■ **İstenen iş**
Aşağıdaki kayıtlardan "positive" sözcüğünü içeren her satırı lütfen hiç değiştirmeden çıkarın.

■ **Segmentasyon maskesi verileri**
※

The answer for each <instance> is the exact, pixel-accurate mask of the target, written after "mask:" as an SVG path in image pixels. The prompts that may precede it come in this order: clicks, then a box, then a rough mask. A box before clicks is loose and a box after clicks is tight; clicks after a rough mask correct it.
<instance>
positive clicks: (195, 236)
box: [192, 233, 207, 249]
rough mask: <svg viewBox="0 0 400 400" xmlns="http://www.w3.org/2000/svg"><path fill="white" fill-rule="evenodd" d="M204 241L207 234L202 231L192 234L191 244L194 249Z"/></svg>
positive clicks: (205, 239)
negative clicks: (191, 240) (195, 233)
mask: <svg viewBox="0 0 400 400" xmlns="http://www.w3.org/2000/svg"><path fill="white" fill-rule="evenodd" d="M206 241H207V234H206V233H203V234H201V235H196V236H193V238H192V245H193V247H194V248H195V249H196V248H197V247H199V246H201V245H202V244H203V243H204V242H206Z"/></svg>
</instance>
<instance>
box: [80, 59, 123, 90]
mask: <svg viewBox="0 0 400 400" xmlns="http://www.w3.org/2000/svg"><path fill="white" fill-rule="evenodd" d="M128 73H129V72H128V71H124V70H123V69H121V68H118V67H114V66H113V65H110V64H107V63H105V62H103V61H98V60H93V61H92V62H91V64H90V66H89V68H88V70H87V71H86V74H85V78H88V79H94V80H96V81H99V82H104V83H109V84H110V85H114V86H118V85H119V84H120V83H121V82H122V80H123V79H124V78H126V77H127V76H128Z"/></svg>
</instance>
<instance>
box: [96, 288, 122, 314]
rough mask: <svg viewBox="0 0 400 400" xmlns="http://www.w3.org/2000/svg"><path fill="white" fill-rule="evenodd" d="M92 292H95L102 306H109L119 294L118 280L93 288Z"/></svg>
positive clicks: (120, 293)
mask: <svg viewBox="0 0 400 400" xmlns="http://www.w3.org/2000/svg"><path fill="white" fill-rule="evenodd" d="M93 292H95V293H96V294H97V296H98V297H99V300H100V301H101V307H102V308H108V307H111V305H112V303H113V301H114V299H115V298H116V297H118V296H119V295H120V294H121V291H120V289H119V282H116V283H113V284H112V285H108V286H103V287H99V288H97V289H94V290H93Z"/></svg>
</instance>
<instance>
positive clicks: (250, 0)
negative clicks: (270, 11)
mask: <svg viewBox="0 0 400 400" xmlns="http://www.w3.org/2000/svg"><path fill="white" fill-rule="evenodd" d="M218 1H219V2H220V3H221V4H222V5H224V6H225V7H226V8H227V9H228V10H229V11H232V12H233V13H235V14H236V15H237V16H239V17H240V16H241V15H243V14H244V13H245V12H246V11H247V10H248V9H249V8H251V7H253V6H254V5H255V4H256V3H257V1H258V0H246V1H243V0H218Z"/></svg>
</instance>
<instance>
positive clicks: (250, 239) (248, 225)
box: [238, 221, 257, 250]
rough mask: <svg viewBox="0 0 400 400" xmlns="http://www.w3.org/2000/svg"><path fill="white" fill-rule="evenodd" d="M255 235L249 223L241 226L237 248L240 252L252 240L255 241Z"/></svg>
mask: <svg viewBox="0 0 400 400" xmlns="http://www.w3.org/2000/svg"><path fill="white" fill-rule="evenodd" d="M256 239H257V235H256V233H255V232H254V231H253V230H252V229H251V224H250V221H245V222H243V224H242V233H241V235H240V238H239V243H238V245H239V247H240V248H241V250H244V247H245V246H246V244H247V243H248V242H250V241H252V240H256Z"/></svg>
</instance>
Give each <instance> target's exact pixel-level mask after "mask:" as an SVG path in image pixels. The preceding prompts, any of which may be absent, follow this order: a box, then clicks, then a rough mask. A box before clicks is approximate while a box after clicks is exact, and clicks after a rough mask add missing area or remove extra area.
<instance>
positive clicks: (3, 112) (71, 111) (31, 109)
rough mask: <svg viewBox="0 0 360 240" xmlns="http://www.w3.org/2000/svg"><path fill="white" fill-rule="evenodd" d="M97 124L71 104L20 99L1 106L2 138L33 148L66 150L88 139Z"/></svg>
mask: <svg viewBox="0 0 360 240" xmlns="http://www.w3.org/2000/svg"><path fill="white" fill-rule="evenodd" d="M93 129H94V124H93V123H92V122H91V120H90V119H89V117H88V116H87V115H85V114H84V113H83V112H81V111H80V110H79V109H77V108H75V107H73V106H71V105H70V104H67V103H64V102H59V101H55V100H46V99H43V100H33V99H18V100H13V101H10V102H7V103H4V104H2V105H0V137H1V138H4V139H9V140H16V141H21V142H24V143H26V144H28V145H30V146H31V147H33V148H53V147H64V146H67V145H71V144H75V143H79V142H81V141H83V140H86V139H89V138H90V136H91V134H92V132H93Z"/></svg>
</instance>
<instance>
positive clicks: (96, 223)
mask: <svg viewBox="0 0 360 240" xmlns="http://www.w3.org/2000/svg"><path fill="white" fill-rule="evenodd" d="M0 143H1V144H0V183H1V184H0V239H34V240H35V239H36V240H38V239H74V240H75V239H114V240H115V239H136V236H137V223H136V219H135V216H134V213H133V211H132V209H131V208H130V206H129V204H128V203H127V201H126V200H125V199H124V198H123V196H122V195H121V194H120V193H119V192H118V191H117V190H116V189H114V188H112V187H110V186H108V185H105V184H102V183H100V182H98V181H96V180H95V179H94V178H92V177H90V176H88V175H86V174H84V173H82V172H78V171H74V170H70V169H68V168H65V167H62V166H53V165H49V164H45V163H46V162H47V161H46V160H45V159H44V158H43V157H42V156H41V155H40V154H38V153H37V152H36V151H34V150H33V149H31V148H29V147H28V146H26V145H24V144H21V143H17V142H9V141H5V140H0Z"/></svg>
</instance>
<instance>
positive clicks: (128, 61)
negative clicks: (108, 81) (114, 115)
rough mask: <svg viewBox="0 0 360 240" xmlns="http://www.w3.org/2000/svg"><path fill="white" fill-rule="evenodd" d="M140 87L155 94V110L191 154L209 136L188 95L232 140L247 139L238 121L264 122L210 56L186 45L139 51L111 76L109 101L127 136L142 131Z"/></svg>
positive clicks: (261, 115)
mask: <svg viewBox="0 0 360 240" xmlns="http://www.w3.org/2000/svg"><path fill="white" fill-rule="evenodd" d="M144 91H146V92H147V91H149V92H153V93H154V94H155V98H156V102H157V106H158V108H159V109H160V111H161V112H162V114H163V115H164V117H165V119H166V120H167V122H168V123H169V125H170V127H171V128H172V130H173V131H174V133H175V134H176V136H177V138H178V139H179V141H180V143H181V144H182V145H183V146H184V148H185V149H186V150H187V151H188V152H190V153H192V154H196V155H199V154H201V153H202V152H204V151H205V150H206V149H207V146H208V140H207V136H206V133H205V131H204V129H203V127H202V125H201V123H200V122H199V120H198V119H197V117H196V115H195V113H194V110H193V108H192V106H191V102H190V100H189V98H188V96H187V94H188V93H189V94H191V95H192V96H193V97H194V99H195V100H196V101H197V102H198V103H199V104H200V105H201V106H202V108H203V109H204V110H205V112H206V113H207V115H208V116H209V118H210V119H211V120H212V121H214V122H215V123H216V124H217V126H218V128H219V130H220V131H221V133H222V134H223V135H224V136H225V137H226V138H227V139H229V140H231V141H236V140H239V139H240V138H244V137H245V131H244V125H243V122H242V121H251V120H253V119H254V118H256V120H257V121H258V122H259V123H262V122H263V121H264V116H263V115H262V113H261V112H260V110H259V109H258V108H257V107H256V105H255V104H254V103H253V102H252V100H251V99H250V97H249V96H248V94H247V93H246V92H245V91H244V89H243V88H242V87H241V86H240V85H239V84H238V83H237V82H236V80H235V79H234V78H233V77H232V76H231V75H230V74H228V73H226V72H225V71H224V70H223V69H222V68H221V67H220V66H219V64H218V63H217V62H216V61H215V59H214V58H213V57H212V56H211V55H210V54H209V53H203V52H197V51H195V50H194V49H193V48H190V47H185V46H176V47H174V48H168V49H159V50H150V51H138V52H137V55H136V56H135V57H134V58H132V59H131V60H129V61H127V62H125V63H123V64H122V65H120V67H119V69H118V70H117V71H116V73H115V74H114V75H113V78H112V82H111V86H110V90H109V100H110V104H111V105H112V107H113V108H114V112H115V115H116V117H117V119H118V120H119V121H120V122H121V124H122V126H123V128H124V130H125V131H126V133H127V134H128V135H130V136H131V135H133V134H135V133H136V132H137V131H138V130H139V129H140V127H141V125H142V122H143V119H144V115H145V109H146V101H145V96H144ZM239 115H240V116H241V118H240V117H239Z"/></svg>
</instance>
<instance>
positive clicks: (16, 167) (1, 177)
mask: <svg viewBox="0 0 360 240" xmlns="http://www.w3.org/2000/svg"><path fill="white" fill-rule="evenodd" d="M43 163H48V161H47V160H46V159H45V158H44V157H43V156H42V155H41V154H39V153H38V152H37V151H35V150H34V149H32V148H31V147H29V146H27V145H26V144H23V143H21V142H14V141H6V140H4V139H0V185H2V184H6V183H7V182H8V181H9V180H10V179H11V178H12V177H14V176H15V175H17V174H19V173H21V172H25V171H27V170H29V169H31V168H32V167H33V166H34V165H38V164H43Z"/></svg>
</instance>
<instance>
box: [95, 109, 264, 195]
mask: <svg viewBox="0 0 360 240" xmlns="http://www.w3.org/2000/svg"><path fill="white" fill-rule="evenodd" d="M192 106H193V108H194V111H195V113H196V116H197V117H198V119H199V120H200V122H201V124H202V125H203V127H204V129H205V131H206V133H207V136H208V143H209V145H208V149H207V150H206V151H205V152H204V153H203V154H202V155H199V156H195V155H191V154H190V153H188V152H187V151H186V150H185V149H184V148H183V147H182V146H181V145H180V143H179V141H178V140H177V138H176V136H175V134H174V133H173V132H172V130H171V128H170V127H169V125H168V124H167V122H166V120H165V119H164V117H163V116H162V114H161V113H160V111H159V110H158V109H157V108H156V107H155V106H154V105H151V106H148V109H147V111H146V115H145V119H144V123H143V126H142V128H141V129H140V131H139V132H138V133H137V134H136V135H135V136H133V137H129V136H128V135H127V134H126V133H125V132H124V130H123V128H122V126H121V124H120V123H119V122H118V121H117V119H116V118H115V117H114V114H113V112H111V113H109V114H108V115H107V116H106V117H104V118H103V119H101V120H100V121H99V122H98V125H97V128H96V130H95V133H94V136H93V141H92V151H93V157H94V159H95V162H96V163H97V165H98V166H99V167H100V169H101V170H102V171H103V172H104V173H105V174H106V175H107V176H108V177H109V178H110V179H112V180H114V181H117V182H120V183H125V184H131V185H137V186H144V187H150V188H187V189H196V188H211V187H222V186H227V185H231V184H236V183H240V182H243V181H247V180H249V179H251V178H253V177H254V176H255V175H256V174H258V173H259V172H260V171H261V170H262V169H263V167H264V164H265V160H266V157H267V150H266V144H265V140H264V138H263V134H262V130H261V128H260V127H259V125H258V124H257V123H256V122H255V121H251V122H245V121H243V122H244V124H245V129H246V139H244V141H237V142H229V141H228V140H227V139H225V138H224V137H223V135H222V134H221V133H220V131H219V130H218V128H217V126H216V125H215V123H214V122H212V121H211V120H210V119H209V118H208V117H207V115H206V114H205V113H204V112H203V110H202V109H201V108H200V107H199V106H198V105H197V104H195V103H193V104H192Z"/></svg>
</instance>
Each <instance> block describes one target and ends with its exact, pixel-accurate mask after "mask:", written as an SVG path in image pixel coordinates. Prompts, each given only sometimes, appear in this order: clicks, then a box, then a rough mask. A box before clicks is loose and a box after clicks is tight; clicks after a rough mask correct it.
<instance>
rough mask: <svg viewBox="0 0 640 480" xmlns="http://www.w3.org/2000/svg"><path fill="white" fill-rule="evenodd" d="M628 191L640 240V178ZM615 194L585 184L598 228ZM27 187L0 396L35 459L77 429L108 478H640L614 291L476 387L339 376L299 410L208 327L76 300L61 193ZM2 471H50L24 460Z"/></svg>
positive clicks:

※

■ **Alıştırmanın yanıtı**
positive clicks: (195, 236)
positive clicks: (205, 239)
positive clicks: (120, 293)
positive clicks: (250, 0)
positive clicks: (250, 239) (248, 225)
positive clicks: (3, 112) (71, 111) (31, 109)
positive clicks: (96, 223)
positive clicks: (128, 61)
positive clicks: (261, 115)
positive clicks: (16, 167) (1, 177)
positive clicks:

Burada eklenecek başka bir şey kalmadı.